#### WHAT YOU SHOULD DO:
Using the post on federal spending for children, explain in one to three sentences why the share of federal spending invested in children is expected to fall over the next decade.

#### DOCUMENT PASSAGE:
________
Want the best return on your tax dollar investment? Invest in children
It is no secret that investments in children’s health, education, and overall well-being pay high dividends for taxpayers and the economy as a whole. So why will the federal government be shrinking its investment in children over the next decade?
High-quality early childhood programs and K-12 education, stable housing, and adequate nutrition help children grow into healthy adults who are able to support themselves and contribute to economic growth. However, without changes to current law, the federal government will spend less and less over the next decade on children’s education, nutrition, housing, early education and care, social services, training, tax provisions, and every other category of program except health (particularly Medicaid). Currently, about 10 percent of federal spending is invested in children. That investment will fall below 8 percent by 2024.
The reason for the declining investment in children is not a deliberate rejection of children and their needs. Rather, it is because the federal budget is on autopilot to spend ever larger amounts on Medicare, Medicaid, and Social Security for adults. As federal spending grows over the next decade, 94 percent of the new spending will go to these three programs for adults and debt payments. Only 2 percent of new spending will go to children’s needs. Because revenues keep falling short of spending, interest payments on the debt will exceed spending on children from 2017 onward, and by larger amounts each year.
Those who wish to improve the financial health of the nation should care about federal supports for children and should attend to the broad budget trends that squeeze out wise investment.
These figures come from our recent report Kids’ Share 2014, an annual publication in which we analyze federal, state, and local expenditures on children from 1960 through 2024.
This post's graphic has been updated. It originally identified the grey bars as 2014, rather than 2024. Apologies.
________
#### DATA PROVIDED:
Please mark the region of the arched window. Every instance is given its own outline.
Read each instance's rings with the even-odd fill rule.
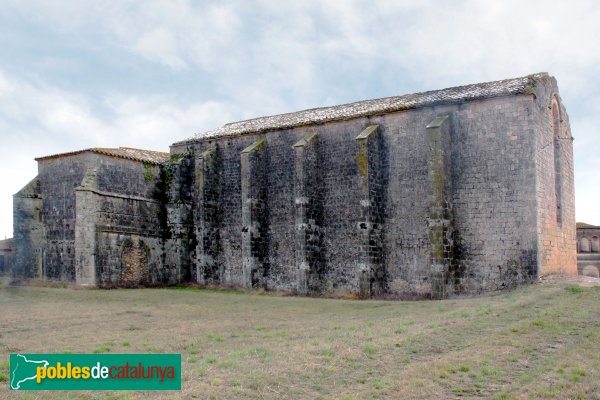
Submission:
________
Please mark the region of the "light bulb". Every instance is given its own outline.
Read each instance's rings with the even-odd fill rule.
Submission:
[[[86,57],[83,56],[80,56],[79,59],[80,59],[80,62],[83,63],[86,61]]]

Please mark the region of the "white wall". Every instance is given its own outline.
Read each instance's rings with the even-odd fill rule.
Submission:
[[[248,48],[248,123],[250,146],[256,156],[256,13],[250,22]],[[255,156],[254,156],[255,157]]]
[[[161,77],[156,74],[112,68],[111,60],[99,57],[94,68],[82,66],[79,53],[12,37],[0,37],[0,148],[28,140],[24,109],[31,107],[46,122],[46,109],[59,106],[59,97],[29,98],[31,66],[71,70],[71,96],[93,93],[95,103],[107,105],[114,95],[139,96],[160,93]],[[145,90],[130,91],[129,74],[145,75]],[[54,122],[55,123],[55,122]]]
________
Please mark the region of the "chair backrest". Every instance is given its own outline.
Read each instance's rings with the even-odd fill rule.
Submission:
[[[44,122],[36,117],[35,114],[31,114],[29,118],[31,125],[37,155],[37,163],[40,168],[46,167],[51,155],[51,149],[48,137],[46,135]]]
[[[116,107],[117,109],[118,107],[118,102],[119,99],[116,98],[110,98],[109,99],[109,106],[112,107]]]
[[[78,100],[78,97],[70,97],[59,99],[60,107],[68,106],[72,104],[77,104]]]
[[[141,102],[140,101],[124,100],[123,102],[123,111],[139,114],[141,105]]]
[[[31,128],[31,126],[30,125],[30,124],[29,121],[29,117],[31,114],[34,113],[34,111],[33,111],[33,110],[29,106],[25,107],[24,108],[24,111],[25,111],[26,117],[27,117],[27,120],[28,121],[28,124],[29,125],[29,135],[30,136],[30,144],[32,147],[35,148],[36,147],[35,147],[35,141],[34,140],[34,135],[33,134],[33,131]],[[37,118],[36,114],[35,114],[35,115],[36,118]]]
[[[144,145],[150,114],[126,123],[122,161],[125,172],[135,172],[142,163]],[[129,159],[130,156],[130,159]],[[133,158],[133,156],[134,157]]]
________
#### OUTPUT BELOW:
The decline does not come from a deliberate rejection of children and their needs. It happens because the federal budget is on autopilot to spend ever larger amounts on Medicare, Medicaid, and Social Security for adults. As federal spending grows, 94 percent of the new spending will go to those three programs and to debt payments, and only 2 percent will go to children's needs.